======== DOCUMENT EXTRACT
Damn I thought I had bad moments as I started to "wake up"! Just reading it messed with my head a little! Sounds like that was one hell of a bad deprogramming memory for you.  :sad:

Quote
On 2005-09-18 09:19:00, dragonfly wrote:
"Something I think about is the way I unraveled in the years after straight. First there was the year and a half of doubting that I am an addict, agonizing that question to death.  Finally giving up on the question, but realizing for the first time that everything I had believed had been forced on me.  So it took me a couple years to even begin looking at the brainwashing of straight."
The unraveling/deprogramming reminded me a lot of the first few weeks of Straight's programming for me...in the sense of all the self doubt and confusion suddenly thrust upon me.

The confusion in my mind of incorrectly separating the "truth" from the "lies" while slowly becoming brainwashed led me to a false "happy" existence.

But after Straight, the confusion of trying separate the REAL truth from the programming lies seemed to take longer and led me down a long path of self destruction to run from the reality of the brainwashing lies. For me as I came unraveled I think I erected a kind of fortress by refusing to think much about the specifics of Straight to protect myself.
================
# PROBLEM SET
a: From the forum post about Straight, repeat the passage starting with "The unraveling/deprogramming reminded" and going on through "thrust upon me.".
b: Using the forum post about Straight, decide whether each statement agrees with it. Answer yes or no for each, and quote the words that decide it.
(i) In the quoted passage, dragonfly spent about a year and a half doubting being an addict.
(ii) The poster says that after Straight, separating the real truth from the programming lies took less time than it had during the program.
(iii) The poster protected themselves by thinking often about the specifics of Straight.
======== LISTED ENTRIES
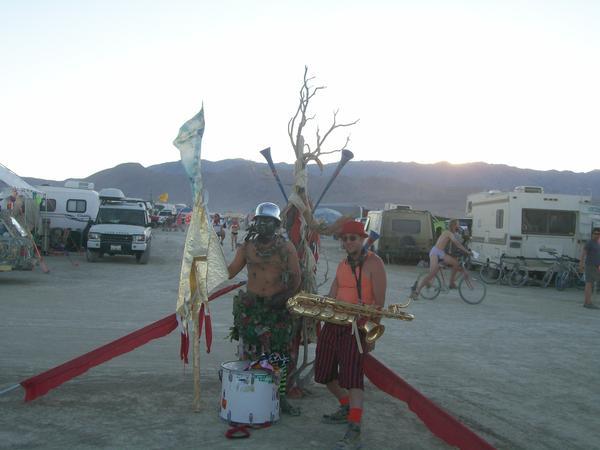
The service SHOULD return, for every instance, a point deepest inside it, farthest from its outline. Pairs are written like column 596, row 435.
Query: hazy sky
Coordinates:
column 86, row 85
================
======== LISTED ENTRIES
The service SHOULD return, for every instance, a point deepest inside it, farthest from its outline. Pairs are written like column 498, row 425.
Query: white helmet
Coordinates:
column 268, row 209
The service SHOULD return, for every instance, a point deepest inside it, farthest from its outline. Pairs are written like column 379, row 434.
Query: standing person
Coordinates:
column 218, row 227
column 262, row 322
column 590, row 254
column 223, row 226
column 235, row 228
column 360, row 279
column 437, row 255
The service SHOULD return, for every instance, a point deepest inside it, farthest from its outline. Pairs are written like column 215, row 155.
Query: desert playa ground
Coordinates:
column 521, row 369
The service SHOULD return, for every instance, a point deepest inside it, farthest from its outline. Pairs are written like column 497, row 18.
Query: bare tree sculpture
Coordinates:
================
# SOLUTIONS
a:
The unraveling/deprogramming reminded me a lot of the first few weeks of Straight's programming for me...in the sense of all the self doubt and confusion suddenly thrust upon me.

b:
(i) Yes: "the year and a half of doubting that I am an addict"
(ii) No: "seemed to take longer"
(iii) No: "refusing to think much about the specifics of Straight to protect myself"